• _AIM OF THE EXERCISE_
Please print every line from the one containing "Task: for the greenhouse-bench survey, tag the hairy" through the last line of the records below, exactly as written and nothing more.

• _INPUT MATERIAL_
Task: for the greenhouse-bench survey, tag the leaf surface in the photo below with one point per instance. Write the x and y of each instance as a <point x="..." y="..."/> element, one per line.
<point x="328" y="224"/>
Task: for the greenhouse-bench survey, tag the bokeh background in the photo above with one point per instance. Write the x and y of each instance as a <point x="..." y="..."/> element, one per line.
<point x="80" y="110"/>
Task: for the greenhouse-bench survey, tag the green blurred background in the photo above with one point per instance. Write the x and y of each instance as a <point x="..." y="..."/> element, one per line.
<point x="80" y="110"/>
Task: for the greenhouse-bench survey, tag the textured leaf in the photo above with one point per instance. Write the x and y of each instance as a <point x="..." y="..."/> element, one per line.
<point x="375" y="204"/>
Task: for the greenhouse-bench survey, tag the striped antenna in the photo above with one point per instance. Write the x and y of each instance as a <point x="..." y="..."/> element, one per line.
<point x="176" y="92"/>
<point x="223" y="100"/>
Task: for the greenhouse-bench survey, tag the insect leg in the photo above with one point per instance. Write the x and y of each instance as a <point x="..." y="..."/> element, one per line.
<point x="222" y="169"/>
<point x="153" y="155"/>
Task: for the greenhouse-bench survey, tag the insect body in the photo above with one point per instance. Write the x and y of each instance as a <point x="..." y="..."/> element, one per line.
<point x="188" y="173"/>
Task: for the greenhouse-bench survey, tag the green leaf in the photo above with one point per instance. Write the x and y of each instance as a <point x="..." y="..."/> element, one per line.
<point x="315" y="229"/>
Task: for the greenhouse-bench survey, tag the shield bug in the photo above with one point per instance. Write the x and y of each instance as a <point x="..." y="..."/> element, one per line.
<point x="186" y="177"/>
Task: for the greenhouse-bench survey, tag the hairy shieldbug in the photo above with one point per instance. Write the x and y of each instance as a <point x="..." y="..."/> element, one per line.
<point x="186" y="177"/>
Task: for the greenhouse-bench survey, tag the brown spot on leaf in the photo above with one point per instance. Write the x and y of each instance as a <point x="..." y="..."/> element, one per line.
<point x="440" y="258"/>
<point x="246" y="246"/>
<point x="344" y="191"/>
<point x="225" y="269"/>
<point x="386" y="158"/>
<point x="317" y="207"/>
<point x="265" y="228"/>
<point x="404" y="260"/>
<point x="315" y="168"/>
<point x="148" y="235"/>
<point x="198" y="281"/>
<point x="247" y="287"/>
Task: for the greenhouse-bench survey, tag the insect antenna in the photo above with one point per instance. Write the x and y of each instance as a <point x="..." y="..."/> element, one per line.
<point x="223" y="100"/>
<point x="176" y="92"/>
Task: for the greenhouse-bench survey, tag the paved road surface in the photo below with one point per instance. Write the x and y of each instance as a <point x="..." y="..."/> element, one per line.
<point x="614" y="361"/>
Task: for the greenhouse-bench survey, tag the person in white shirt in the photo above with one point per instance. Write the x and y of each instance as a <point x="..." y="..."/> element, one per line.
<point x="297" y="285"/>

• _SOLVED PROBLEM_
Task: for the greenhouse-bench survey, tag the hairy shieldbug in the photo above with one point per instance. Write the x and y of each instance as a <point x="..." y="..."/> element, one per line.
<point x="186" y="177"/>
Task: for the greenhouse-bench survey, tag the brown spot on leaf in the photo above with one point per instance. Write the x and y of each instance as a <point x="..." y="..."/> element, one per line.
<point x="440" y="258"/>
<point x="246" y="246"/>
<point x="344" y="191"/>
<point x="225" y="269"/>
<point x="386" y="158"/>
<point x="317" y="207"/>
<point x="265" y="228"/>
<point x="404" y="260"/>
<point x="315" y="168"/>
<point x="148" y="235"/>
<point x="198" y="281"/>
<point x="247" y="287"/>
Task: for the greenhouse-bench survey, tag the insect antenna in the photo above with one point per instance. Write the x and y of each instance as a <point x="..." y="..."/> element, one per line.
<point x="223" y="100"/>
<point x="176" y="92"/>
Task: for the greenhouse-bench survey, tag the paved road surface in the photo below with one point per instance. Write the x and y of each instance as a <point x="..." y="..."/> element, one per line.
<point x="614" y="361"/>
Task: for the greenhouse-bench survey, tag the person in white shirt in the photo above with one point per instance. Write the x and y of each instance as a <point x="..." y="..."/> element, one per line.
<point x="297" y="285"/>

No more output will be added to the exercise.